Aim of the exercise >>
Could you transcribe the lines starting at the line containing "dark sweatshirt in" and ending at the line containing "pixel 221 892", exactly as they appear, both ends included?

Task material >>
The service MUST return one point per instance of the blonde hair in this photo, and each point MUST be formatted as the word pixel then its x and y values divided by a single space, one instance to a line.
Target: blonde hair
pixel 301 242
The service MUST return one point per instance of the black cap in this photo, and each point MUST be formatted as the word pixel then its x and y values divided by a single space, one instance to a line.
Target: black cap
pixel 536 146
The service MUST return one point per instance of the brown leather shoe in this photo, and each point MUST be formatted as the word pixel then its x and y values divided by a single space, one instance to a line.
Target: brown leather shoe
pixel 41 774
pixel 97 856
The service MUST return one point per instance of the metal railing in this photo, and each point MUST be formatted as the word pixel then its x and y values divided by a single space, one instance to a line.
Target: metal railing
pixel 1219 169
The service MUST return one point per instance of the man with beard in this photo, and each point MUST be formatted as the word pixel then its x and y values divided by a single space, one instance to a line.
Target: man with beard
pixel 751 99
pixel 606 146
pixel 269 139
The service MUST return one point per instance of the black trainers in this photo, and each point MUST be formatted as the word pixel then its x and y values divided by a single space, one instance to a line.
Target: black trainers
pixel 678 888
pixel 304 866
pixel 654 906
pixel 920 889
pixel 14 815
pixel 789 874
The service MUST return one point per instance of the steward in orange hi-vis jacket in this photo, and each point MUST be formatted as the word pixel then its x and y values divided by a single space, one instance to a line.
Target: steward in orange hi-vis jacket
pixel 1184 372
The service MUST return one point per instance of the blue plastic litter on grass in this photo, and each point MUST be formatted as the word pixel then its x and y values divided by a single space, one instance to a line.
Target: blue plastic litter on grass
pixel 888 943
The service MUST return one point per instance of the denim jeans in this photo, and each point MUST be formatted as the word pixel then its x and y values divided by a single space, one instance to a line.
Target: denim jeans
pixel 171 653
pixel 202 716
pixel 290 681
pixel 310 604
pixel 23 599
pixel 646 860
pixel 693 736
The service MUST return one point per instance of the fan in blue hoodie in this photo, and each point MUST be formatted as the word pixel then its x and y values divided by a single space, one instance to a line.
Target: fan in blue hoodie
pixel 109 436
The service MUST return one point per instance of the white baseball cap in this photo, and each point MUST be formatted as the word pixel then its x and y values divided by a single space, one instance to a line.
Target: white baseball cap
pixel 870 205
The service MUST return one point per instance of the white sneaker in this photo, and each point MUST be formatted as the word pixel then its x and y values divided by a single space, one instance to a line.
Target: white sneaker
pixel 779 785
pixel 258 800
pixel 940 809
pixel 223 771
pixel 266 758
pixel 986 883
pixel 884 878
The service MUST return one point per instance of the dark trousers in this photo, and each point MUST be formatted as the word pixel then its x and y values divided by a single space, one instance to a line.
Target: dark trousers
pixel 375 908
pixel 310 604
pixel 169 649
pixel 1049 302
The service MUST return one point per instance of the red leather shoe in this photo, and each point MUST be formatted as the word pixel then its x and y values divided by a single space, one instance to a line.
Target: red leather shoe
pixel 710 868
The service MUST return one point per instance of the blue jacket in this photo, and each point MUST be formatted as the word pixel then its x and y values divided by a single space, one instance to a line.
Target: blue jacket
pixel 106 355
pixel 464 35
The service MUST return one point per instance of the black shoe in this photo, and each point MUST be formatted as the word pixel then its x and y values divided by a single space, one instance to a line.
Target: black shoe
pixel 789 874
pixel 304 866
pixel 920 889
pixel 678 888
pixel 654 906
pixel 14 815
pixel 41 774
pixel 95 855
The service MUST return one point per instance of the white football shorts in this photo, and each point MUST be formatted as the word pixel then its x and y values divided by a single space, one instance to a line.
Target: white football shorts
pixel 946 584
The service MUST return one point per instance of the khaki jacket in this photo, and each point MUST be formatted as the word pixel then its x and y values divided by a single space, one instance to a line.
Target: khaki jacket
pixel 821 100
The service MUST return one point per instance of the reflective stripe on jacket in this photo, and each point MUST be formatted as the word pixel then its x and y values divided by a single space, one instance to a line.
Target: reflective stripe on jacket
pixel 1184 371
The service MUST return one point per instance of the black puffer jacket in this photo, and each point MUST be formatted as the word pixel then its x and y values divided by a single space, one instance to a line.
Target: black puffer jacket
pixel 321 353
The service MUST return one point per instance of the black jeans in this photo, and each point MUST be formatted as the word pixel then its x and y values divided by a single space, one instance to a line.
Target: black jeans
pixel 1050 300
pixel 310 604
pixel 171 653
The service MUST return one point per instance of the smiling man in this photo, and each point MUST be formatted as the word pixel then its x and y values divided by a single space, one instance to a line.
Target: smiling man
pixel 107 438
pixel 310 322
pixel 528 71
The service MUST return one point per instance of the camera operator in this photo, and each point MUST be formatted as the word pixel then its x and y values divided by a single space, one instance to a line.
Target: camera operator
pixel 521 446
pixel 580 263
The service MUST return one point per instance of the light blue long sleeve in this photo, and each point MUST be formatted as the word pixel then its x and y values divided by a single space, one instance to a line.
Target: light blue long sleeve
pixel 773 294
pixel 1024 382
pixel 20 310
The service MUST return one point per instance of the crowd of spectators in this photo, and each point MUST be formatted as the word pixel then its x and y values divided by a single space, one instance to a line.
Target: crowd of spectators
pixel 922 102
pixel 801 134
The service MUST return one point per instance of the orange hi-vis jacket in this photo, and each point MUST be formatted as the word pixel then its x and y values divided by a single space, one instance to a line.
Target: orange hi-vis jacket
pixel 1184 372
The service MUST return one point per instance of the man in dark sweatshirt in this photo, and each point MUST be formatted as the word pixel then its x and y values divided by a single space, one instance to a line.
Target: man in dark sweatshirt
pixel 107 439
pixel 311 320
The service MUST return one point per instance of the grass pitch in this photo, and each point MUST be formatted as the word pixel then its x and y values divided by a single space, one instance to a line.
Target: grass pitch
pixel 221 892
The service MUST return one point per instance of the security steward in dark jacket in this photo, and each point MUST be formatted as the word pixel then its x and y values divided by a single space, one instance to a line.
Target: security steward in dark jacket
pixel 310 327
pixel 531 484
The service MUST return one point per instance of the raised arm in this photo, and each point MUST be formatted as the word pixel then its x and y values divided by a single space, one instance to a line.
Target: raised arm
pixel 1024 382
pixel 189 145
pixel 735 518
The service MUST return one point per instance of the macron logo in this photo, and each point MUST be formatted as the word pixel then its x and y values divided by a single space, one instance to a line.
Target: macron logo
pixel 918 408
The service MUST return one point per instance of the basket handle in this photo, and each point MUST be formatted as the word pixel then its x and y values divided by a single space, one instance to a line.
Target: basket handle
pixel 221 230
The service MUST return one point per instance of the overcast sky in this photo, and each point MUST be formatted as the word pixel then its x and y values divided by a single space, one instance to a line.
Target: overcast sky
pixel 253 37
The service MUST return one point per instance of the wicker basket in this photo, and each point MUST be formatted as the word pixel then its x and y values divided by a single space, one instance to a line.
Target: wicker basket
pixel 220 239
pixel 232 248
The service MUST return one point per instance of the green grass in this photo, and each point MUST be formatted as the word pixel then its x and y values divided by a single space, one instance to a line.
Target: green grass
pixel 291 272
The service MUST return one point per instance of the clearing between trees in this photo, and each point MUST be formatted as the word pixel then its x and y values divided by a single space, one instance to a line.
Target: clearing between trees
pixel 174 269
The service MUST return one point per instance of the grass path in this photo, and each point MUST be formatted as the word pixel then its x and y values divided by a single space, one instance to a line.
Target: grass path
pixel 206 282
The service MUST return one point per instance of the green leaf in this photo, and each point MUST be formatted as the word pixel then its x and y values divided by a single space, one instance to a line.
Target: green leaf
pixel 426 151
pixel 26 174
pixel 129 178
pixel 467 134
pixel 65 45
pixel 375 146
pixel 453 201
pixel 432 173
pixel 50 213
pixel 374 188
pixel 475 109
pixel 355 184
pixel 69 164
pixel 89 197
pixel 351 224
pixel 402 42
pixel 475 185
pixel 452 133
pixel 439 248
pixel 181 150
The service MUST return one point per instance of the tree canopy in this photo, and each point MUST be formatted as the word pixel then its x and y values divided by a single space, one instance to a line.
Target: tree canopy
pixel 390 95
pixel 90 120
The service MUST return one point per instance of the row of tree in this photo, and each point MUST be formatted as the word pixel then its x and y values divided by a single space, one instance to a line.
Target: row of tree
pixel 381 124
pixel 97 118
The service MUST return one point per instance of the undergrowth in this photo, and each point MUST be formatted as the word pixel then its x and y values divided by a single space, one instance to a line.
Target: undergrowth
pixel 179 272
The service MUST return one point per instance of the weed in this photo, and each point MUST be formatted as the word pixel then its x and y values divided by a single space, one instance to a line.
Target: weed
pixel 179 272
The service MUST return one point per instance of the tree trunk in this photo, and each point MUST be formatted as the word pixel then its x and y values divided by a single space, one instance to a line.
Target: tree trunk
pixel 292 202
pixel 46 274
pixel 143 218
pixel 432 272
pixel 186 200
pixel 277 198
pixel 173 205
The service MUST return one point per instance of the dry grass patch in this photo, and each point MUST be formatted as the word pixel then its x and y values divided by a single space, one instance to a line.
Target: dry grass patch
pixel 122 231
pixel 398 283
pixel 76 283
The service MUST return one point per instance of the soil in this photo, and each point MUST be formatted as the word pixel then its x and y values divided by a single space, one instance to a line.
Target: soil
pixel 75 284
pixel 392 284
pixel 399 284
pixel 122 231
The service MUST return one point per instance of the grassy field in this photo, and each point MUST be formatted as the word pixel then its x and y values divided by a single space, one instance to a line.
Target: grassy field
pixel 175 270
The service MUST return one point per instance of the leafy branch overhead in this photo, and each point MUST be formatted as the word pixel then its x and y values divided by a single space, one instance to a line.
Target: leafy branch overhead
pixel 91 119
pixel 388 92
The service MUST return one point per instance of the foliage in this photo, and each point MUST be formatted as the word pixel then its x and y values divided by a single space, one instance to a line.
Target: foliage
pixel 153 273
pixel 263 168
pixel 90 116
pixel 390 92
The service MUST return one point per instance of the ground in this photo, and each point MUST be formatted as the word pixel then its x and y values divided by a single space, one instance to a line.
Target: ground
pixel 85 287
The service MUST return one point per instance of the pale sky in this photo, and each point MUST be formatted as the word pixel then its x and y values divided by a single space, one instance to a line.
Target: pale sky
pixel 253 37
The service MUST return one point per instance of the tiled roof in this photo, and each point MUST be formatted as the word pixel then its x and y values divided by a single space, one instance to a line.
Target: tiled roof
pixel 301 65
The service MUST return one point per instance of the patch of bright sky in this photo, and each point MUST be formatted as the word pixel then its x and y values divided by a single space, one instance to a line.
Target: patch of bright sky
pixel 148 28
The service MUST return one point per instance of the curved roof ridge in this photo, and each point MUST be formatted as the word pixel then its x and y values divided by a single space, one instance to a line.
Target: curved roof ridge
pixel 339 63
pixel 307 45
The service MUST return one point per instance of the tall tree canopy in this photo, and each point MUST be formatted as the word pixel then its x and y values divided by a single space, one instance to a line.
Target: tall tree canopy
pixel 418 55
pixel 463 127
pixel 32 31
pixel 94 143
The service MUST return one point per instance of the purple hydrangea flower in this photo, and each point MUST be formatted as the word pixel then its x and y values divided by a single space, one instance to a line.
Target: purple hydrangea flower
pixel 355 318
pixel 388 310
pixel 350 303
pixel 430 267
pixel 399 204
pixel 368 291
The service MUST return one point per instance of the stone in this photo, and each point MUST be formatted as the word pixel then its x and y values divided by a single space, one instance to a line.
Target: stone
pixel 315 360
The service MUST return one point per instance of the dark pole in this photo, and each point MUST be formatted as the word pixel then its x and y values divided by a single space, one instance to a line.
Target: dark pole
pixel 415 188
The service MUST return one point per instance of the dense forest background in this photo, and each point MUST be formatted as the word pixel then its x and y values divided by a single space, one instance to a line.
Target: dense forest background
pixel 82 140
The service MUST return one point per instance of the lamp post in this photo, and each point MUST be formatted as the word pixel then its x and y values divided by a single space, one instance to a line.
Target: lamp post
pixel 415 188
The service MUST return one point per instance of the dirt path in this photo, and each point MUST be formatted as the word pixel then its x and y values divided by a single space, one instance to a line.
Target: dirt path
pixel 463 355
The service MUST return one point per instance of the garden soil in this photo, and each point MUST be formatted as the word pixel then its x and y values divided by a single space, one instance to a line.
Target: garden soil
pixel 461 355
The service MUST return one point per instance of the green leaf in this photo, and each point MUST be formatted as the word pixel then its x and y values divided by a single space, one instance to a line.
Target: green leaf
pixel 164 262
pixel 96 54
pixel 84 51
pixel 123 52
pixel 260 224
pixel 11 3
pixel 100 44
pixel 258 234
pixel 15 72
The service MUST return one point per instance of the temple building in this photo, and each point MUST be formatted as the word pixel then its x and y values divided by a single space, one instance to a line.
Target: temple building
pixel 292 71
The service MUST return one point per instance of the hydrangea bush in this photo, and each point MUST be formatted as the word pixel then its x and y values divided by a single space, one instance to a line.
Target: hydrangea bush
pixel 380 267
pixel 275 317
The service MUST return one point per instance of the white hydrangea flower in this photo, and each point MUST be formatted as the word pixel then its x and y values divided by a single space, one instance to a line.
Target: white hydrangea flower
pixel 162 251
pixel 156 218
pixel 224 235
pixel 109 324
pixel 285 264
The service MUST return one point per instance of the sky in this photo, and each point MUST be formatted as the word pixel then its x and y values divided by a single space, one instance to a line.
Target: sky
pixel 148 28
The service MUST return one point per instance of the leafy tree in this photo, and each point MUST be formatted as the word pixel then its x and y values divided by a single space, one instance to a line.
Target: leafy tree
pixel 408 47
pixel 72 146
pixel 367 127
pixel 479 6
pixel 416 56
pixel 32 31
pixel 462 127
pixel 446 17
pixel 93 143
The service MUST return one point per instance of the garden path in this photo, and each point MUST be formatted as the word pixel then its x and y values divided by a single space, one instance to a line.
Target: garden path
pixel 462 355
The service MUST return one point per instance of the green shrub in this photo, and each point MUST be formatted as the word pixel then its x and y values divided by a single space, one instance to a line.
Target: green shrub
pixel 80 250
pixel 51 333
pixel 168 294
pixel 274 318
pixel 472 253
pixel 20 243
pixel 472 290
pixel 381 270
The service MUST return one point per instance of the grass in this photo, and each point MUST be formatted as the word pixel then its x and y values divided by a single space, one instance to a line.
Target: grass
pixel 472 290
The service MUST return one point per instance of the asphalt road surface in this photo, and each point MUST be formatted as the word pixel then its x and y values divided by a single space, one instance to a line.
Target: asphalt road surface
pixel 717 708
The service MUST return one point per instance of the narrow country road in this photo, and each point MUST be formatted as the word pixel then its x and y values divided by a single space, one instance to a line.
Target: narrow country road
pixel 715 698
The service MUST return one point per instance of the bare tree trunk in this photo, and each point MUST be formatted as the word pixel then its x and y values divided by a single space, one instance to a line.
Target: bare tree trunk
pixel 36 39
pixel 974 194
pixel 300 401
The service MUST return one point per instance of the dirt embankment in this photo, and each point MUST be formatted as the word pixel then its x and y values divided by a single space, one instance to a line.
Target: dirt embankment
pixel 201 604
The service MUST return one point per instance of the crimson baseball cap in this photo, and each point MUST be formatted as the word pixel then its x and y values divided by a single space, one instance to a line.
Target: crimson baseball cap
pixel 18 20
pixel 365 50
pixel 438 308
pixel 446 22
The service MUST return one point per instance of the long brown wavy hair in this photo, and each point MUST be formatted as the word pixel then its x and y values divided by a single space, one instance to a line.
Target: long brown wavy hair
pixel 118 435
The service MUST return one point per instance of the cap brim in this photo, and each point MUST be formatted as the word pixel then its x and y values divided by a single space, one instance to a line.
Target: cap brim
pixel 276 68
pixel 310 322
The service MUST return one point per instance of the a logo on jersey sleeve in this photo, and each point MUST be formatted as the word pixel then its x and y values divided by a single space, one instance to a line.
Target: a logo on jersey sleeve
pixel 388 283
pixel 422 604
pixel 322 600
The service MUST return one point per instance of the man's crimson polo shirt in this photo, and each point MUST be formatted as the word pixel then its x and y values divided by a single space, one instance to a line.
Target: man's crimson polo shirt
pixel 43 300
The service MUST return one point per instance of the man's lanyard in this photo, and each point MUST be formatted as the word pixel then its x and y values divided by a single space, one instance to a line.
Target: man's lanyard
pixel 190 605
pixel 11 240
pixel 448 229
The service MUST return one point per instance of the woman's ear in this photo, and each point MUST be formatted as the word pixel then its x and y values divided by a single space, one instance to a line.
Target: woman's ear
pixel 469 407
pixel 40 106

The reply >>
The service MUST return one point per instance of the man in dark sweatshirt in this photo, and each point MUST be formatted as the word pixel then its x and y values divided by a single space, one instance to a line.
Target: man in dark sweatshirt
pixel 107 439
pixel 311 320
The service MUST return one point per instance of the grass pitch in this photo, and each point MUST be formatted as the word pixel then its x and y values divided by a single space, one instance to a line.
Target: grass pitch
pixel 221 892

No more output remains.